** Opening RECORD EXCERPTS block **

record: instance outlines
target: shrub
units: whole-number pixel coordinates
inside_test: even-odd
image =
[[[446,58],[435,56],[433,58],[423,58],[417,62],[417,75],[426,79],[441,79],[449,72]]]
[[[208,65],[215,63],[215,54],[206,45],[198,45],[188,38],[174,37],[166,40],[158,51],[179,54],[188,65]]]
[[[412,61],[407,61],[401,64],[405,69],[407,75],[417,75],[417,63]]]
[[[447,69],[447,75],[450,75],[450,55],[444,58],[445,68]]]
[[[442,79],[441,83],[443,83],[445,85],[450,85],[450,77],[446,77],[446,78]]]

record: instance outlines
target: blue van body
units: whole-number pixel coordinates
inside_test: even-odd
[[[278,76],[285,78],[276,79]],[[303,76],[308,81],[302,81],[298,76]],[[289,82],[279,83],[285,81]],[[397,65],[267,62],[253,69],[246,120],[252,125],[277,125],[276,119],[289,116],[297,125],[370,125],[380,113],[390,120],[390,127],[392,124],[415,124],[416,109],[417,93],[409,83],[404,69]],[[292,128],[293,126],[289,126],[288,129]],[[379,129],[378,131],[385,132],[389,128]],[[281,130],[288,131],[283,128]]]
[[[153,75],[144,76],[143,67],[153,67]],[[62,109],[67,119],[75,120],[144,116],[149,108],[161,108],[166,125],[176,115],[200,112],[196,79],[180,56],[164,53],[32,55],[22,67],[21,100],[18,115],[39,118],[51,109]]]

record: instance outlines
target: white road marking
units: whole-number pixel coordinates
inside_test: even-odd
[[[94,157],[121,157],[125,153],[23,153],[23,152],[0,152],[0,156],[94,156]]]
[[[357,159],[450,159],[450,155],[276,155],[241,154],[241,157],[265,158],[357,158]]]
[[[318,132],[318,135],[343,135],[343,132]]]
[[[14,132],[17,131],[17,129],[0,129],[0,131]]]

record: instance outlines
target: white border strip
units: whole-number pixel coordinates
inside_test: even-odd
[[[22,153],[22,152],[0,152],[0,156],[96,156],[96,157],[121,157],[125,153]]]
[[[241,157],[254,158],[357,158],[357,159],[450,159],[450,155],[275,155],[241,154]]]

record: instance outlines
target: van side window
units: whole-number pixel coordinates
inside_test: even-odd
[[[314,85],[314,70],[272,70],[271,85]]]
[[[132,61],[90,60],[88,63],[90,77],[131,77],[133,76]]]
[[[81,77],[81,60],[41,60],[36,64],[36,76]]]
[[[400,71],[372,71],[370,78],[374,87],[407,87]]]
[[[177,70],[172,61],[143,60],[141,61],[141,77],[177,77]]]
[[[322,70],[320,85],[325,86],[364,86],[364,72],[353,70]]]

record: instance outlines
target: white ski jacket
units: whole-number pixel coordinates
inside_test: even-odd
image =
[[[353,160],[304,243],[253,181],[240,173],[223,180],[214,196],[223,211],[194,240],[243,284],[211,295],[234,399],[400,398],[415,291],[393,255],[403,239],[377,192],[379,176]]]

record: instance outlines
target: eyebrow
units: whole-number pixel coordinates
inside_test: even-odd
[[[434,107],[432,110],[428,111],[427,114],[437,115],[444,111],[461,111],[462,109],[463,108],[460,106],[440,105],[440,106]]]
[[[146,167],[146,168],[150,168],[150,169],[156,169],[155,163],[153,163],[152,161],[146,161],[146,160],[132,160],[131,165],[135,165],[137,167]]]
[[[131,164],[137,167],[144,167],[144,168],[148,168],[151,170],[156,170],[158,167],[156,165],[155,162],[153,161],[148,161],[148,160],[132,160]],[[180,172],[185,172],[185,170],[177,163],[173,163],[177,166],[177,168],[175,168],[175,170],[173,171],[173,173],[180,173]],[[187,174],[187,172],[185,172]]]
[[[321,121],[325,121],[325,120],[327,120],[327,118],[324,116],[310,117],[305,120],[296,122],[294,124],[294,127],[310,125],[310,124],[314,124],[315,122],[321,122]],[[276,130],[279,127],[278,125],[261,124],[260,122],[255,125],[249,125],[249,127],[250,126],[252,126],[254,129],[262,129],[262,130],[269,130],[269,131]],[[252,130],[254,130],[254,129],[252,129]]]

** Closing RECORD EXCERPTS block **

:: TASK BRIEF ::
Please give a word-for-word repetition of the lines from the one containing "target: eyebrow" through the last line of the data above, including both, and nothing besides.

:: RESULT OF THE TASK ::
target: eyebrow
units: whole-number pixel coordinates
inside_test: even-odd
[[[434,107],[432,110],[428,111],[427,114],[437,115],[444,111],[461,111],[462,109],[463,108],[460,106],[440,105],[440,106]]]
[[[146,167],[146,168],[150,168],[150,169],[156,169],[155,163],[153,163],[152,161],[146,161],[146,160],[132,160],[131,165],[135,165],[137,167]]]
[[[131,164],[137,167],[144,167],[144,168],[148,168],[151,170],[156,170],[158,167],[156,165],[155,162],[153,161],[148,161],[148,160],[132,160]],[[180,172],[185,172],[185,170],[177,163],[173,163],[177,166],[177,168],[175,168],[175,170],[173,171],[173,173],[180,173]],[[187,174],[187,172],[185,172]]]
[[[321,121],[325,121],[325,120],[327,120],[327,118],[324,116],[310,117],[305,120],[296,122],[294,124],[294,127],[310,125],[310,124],[314,124],[315,122],[321,122]],[[276,130],[279,127],[278,125],[261,124],[260,122],[255,125],[249,125],[249,127],[250,126],[252,126],[254,129],[262,129],[262,130],[269,130],[269,131]],[[252,130],[254,130],[254,129],[252,129]]]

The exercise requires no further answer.